Copy each line exactly, starting with the one that contains "One point lands on every instance of the light" and stopping after the last line of the material below, with nothing else.

__________

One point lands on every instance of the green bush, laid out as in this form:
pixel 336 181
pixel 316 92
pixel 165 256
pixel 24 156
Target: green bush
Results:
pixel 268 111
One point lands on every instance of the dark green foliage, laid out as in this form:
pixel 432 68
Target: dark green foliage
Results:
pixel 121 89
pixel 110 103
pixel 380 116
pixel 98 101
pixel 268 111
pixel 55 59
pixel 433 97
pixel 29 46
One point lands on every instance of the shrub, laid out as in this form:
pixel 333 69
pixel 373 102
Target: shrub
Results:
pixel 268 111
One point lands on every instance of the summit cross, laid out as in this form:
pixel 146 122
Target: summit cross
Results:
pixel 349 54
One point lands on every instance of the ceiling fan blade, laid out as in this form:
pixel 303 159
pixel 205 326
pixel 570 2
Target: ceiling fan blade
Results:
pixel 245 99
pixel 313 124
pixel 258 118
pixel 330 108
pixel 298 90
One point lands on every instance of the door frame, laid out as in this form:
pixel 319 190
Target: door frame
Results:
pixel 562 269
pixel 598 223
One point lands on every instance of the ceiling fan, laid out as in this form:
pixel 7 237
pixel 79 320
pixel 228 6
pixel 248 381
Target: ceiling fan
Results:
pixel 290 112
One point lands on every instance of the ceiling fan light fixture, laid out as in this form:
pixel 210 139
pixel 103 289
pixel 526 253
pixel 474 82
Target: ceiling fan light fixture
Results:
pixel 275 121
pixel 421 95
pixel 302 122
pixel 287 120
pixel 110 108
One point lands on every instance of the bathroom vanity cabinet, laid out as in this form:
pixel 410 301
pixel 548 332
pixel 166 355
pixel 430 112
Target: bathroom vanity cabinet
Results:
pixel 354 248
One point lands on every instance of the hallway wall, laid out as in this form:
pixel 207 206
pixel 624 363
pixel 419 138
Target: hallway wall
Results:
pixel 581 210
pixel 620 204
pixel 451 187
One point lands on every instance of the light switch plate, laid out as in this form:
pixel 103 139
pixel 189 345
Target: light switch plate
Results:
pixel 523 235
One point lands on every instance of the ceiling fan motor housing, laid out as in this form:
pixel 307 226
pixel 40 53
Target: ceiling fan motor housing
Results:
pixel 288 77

__________

Exercise result:
One point lands on every instance of the light switch plate, laid out as in this form:
pixel 103 139
pixel 189 345
Target: light switch plate
Results:
pixel 523 235
One point lands on every instance of the ceiling fan motor housing, laid out as in this form:
pixel 307 226
pixel 40 53
Target: ceiling fan motor housing
Results:
pixel 288 77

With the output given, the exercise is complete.